In the wake of the onset of COVID-19, cleaning products suddenly became red-hot commodities. Bleach was in high demand as families sought to reduce infection risks in their homes. All of this gave an unexpected boost to Clorox’s business for a while.

Apparently, it also boosted the Clorox share price for a few months. In August of 2020, the stock jumped into the $230s, seemingly on a rocket ride toward $250 and beyond.

Fast-forward to mid-2022, and we can see that the rally in Clorox stock wasn’t destined to last forever. Not long ago, the shares traded in the $130s, representing a significant discount. Cushioning the blow for Clorox’s long-term investors, however, is the fact that the company pays a nice dividend.

Currently, Clorox offers a forward annual dividend yield of 3.34%. Thus, long-term shareholders can leverage the magic of compounding if they choose to reinvest the dividends into more Clorox stock shares. In any case, income-focused investors should consider the stock as there doesn’t seem to be any imminent signs of major dividend cuts from Clorox.

On the other hand, some folks might be concerned about the demand for household cleaning products waning now that the initial COVID-19 cleaning frenzy has all but diminished. There’s also concern about inflation, which has put a damper on consumer behavior, in general.

However, in a shareholder letter for Clorox’s third quarter of FY2022, CEO Lisa Rendle reassured the company’s stakeholders that “Category momentum is strong compared to pre-pandemic levels, bolstered by consumer-trend tailwinds, with demand remaining robust in the third quarter.” In other words, people are still buying household cleaning products despite high inflation and the waning of the COVID-19 cleaning trends.

No Signs of Stress

Meanwhile, in a blog post from Clorox, Rendle helped to quell investors’ concerns about supply-chain disruptions. She reported that Clorox is “Aggressively managing all aspects of our cost structure, including making progress in optimizing our supply chain as we’ve transitioned external manufacturing from a large group of co-manufacturers to a few strategic suppliers.”
★ ★ ★ ★ ★
## [WORK TASK A]
Duplicate the stretch of the Clorox passage from "However, in a" through "COVID-19 cleaning trends.".
## [WORK TASK B]
Which dollar levels for Clorox's share price does the Clorox passage mention? List every one.
Nothing in the material after this point is needed.

## [EXTRACTED DATA]
★ ★ ★ ★ ★
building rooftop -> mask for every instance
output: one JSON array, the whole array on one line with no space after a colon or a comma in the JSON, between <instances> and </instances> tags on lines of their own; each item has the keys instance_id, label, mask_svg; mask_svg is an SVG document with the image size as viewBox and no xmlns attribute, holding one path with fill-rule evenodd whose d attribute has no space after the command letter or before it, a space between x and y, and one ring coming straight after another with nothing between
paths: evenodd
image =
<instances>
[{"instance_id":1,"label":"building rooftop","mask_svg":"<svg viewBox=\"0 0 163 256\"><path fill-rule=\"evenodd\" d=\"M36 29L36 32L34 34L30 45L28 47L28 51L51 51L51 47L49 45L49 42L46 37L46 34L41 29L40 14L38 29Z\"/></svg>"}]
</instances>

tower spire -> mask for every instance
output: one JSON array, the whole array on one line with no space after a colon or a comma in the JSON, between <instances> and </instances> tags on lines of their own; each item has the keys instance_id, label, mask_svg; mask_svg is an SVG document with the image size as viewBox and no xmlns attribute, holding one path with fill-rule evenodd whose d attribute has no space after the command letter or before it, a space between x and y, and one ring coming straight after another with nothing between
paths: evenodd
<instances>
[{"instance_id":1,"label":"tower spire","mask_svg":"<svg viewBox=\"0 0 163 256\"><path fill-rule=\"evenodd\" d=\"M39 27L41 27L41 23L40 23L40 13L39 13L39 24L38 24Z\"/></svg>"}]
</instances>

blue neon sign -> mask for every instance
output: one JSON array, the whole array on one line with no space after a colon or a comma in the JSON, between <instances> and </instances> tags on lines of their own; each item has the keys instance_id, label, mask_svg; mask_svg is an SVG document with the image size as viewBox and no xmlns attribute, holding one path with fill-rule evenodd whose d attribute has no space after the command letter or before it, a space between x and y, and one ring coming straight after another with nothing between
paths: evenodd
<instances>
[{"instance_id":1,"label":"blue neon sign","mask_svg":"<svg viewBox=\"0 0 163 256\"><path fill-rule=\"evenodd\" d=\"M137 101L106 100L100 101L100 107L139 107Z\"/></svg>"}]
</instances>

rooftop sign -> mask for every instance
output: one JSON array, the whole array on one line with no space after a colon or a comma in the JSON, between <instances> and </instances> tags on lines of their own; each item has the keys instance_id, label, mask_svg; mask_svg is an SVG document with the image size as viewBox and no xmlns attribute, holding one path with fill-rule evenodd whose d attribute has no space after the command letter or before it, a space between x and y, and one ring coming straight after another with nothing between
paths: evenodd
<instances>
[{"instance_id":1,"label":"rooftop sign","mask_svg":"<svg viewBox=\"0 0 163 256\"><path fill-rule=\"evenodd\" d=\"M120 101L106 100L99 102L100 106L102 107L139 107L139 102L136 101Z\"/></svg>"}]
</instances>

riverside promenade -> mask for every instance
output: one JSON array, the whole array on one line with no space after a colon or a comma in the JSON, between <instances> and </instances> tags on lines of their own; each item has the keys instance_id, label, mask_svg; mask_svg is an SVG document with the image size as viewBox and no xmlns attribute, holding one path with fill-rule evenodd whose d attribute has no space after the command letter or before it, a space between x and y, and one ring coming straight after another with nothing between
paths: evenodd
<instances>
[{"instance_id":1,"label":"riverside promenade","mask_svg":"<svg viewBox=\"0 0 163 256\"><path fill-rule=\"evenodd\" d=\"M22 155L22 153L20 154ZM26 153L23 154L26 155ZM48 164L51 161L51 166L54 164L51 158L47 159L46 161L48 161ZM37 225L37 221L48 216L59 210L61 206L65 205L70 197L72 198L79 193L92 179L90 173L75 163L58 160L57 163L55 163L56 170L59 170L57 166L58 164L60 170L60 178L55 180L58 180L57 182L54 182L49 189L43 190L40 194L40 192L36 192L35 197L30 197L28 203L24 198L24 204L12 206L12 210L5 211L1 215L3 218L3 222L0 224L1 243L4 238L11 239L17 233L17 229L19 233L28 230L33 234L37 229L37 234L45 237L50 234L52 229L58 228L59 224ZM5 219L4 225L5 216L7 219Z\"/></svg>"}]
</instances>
★ ★ ★ ★ ★
## [EXERCISE RESULT A]
However, in a shareholder letter for Clorox’s third quarter of FY2022, CEO Lisa Rendle reassured the company’s stakeholders that “Category momentum is strong compared to pre-pandemic levels, bolstered by consumer-trend tailwinds, with demand remaining robust in the third quarter.” In other words, people are still buying household cleaning products despite high inflation and the waning of the COVID-19 cleaning trends.

## [EXERCISE RESULT B]
$230s
$250
$130s